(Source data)

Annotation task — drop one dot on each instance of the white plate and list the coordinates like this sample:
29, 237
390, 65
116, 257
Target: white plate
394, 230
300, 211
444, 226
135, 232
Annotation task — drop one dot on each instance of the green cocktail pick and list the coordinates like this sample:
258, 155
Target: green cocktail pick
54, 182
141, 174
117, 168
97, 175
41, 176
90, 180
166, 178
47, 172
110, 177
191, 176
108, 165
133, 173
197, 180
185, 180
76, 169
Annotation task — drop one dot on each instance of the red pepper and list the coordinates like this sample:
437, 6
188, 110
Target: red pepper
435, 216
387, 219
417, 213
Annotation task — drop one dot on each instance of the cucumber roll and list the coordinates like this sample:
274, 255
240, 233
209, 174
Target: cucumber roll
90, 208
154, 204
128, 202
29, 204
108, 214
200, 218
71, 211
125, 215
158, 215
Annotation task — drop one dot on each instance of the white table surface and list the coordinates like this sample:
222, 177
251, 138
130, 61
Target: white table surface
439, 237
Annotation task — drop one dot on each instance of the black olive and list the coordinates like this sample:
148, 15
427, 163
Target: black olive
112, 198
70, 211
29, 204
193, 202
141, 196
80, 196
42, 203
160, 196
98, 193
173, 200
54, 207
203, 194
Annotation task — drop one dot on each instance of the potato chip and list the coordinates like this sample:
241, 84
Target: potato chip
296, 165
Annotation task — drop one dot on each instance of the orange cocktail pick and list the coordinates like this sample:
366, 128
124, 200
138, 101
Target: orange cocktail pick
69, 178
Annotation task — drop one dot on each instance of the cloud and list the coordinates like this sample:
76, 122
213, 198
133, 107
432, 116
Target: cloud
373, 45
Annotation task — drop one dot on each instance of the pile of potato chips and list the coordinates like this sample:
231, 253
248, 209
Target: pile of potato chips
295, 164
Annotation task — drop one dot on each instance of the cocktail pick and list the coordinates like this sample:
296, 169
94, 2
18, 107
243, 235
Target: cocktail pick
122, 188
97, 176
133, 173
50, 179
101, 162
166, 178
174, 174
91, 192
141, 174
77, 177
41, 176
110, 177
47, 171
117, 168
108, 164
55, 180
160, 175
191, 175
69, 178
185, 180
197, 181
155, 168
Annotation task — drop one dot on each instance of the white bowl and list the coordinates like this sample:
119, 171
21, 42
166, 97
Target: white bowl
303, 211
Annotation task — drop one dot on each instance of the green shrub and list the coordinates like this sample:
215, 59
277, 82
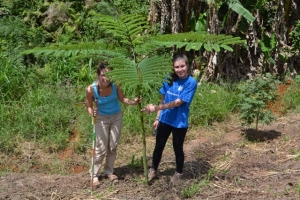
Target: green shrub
255, 96
45, 116
291, 97
212, 102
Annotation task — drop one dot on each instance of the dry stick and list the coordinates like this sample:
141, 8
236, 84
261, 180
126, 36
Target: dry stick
94, 121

GIVEN EXERCISE
Update every item above, replacing each "drop one dot" with "place a single point" and keeping everything else unchanged. Leave the pictures out of your output.

EXERCISE ANSWER
Annotation task — place a single point on each instance of the white plate and list the coordinates like this sample:
29, 237
390, 65
116, 257
Target: white plate
394, 230
300, 211
444, 226
135, 232
Annotation task — place a single point on each instance of the green cocktail pick and list the coordinates like this sample:
258, 155
Target: green cocktail pick
54, 182
141, 174
117, 168
97, 175
41, 176
90, 180
166, 178
47, 172
110, 177
191, 176
108, 165
133, 173
197, 180
185, 180
76, 169
Annotation task — place a single point on each instance of the red pepper and list the coordinates like this sample:
437, 6
188, 110
Target: red pepper
435, 216
387, 219
417, 213
Annotation task — place a single point on each instance of the cucumber roll and list the coordinates like this sample:
274, 255
240, 233
209, 174
Target: cucumber roll
90, 208
154, 204
128, 202
29, 204
108, 214
200, 218
71, 211
125, 215
158, 215
Annotation task — place a single point on each instance of the white table surface and list the coordinates like this sample:
222, 177
251, 138
130, 61
Target: white table surface
439, 237
Annotation task — place a single point on each instance of the black olive and list the coordinates like this sample:
148, 15
427, 163
Target: black olive
112, 198
70, 211
29, 204
193, 202
141, 196
80, 196
42, 203
160, 196
98, 193
173, 200
54, 207
203, 194
Annotation task — place a single point on each instance of the potato chip and list the coordinates like this sample:
241, 84
Target: potato chip
296, 165
Annotation task — place a single point on each instance of the orange cocktail pick and list the coordinates like this sample:
366, 128
124, 200
138, 101
Target: orange cocktail pick
69, 178
Annotation task — place a single point on each instance of the cloud and list the coordinates like this sample:
76, 122
213, 198
133, 107
432, 116
Target: cloud
373, 45
Annotation task — place a single point on each instance of the pile of potato chips and list the coordinates like this sample:
231, 253
248, 209
Target: pile of potato chips
295, 164
Annotation task — place a single point on each instance of the cocktail pick and list the coordinates like this sample:
296, 169
94, 2
18, 107
243, 235
Target: cocktail pick
122, 188
97, 176
133, 173
50, 179
101, 162
166, 178
174, 174
91, 192
141, 174
77, 177
41, 176
110, 177
47, 171
117, 168
108, 164
55, 180
160, 175
191, 175
69, 178
185, 180
197, 181
155, 168
Annotation task — place a single point on each instance of the white bowl and list the coordinates like this sample:
119, 171
21, 42
166, 97
Target: white bowl
303, 211
Annotation task — place a single point on each instance of the green shrub and list the coordinates like this sample:
215, 59
277, 82
Target: green shrub
255, 96
45, 116
291, 97
212, 102
Annotation task — place a single point on each instance of the dry stick and list the coordinates like this sample:
141, 8
236, 84
261, 180
126, 36
Target: dry stick
94, 121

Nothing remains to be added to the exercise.